### RECORDS SHOWN

● ● ● ● ● ● ●

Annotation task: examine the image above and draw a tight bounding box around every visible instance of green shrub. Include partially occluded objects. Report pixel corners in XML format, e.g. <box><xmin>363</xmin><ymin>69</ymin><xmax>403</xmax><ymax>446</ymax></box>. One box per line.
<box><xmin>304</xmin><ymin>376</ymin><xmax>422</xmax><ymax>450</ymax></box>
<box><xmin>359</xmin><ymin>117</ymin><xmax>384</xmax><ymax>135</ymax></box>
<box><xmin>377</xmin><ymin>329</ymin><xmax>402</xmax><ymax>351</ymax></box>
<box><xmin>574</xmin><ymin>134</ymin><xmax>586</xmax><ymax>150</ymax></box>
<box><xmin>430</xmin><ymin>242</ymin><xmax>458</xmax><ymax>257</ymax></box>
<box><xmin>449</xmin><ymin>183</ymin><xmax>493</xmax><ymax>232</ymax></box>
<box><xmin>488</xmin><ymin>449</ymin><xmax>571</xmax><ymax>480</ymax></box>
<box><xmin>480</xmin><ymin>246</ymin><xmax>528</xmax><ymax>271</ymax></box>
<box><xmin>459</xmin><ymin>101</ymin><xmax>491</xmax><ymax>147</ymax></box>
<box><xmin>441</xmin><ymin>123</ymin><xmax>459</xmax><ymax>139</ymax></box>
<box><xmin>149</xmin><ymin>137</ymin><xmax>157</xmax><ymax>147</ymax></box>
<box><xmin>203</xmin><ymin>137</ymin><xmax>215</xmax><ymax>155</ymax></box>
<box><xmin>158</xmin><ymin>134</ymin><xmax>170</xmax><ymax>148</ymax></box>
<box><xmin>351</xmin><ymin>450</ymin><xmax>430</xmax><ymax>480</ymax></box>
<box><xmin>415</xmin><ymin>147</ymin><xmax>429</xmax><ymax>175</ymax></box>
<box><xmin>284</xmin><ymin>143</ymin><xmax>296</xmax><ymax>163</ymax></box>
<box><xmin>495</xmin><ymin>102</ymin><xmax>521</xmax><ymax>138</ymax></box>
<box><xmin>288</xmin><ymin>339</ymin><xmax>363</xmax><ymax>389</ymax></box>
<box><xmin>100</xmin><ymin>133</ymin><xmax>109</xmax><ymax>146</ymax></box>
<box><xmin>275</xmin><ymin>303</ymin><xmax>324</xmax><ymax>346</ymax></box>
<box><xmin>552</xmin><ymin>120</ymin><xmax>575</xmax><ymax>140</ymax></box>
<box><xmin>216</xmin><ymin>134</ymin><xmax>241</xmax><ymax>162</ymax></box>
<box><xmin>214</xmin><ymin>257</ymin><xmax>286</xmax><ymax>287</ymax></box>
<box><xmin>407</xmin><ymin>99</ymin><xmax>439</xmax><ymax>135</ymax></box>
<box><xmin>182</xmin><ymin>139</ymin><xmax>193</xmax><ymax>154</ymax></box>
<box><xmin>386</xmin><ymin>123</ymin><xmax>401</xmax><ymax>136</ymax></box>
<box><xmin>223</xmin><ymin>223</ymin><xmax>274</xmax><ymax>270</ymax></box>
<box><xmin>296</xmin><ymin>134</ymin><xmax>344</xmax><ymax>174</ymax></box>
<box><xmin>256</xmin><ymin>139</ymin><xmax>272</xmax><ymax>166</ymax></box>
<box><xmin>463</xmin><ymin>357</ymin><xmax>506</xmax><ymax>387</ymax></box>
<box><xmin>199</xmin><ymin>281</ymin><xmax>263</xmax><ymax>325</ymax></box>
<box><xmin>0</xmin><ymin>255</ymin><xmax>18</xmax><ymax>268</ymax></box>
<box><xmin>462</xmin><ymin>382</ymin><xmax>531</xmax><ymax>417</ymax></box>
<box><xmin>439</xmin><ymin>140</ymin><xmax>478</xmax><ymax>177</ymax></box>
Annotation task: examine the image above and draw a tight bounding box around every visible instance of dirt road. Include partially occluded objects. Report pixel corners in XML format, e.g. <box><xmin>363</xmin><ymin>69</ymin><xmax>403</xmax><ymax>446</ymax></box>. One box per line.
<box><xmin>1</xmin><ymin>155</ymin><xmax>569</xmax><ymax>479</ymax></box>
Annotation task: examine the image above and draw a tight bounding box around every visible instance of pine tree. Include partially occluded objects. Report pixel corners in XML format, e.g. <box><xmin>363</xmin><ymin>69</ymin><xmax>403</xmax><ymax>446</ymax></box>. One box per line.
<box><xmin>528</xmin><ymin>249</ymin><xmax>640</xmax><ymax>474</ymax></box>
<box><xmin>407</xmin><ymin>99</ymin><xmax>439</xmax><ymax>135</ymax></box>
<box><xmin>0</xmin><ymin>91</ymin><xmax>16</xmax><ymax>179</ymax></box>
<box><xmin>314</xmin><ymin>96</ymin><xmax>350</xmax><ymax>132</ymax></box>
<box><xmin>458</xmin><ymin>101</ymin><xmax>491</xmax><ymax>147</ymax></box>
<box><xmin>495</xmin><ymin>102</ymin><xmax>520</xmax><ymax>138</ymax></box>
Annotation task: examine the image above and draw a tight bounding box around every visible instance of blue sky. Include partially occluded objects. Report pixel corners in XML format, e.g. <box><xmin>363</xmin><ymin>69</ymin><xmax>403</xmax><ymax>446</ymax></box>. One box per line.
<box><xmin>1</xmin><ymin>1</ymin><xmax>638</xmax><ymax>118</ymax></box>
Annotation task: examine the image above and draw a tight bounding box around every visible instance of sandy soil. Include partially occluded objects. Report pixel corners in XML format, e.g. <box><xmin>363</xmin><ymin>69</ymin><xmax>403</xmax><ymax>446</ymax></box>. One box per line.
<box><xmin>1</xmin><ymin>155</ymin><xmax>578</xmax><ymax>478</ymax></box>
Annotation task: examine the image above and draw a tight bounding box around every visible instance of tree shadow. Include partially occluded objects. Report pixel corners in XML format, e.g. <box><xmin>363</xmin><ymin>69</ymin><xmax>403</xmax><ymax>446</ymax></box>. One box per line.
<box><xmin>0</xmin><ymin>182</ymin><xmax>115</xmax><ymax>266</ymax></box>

● ● ● ● ● ● ●

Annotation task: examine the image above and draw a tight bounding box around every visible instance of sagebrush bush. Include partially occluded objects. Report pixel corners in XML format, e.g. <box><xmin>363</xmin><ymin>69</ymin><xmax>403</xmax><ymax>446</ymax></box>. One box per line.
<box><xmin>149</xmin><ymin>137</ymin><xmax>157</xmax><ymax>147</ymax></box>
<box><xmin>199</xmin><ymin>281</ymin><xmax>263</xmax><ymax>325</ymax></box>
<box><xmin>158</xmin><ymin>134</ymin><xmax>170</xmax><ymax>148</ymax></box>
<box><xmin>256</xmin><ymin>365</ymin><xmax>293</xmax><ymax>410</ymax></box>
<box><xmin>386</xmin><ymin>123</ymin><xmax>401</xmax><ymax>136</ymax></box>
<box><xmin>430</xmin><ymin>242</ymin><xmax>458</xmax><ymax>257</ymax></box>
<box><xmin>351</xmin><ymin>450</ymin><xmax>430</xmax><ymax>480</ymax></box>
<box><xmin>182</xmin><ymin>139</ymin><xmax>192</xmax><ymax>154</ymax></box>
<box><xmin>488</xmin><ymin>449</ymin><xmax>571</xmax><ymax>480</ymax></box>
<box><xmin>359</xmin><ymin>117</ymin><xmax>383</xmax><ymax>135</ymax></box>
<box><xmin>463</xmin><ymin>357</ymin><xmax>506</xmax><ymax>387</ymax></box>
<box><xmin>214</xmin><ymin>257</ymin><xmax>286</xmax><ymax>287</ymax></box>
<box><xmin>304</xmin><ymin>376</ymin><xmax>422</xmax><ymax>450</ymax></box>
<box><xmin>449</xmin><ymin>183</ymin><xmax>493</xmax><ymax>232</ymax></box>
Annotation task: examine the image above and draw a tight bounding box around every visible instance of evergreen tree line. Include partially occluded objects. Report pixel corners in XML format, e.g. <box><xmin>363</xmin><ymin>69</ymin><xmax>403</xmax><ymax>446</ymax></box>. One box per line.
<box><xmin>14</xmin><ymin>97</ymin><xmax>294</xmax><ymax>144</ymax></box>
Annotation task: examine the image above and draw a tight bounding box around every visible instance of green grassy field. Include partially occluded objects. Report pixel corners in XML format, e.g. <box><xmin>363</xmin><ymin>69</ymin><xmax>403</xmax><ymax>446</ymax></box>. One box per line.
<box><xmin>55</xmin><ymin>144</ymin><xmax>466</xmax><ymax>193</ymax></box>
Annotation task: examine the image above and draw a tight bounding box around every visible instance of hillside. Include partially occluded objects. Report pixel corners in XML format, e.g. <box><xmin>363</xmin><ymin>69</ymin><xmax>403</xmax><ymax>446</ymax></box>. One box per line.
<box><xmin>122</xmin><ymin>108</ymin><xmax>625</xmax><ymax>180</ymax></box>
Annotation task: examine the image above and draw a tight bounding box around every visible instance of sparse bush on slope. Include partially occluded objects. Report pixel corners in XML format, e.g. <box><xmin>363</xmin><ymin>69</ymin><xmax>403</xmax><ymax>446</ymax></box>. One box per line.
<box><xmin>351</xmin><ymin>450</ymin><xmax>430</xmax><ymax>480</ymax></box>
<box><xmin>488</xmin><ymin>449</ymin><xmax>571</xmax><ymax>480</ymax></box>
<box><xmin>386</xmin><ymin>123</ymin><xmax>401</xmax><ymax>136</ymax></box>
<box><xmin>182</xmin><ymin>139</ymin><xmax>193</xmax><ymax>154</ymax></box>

● ● ● ● ● ● ●

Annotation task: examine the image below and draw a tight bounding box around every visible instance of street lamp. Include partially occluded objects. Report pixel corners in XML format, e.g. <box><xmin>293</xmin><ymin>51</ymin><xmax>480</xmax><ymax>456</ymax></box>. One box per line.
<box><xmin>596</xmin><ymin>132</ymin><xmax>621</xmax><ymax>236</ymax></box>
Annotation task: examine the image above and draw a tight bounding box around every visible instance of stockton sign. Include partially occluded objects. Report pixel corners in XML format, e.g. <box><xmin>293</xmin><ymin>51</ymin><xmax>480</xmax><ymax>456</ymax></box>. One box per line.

● ● ● ● ● ● ●

### WHAT NEEDS TO BE DONE
Look through the material above and print exactly the lines from the one containing "Annotation task: examine the image below" to the one containing "instance of stockton", both included, and nothing more.

### RESPONSE BELOW
Annotation task: examine the image below and draw a tight bounding box around every visible instance of street lamp. Include partially occluded objects. Report pixel corners in XML format, e.g. <box><xmin>293</xmin><ymin>51</ymin><xmax>480</xmax><ymax>456</ymax></box>. One box per line.
<box><xmin>596</xmin><ymin>132</ymin><xmax>621</xmax><ymax>236</ymax></box>
Annotation task: examine the image above and draw a tight bounding box around every visible instance of stockton sign. Include partially occluded objects. Report pixel corners in XML format, e.g. <box><xmin>293</xmin><ymin>51</ymin><xmax>480</xmax><ymax>456</ymax></box>. One box per line.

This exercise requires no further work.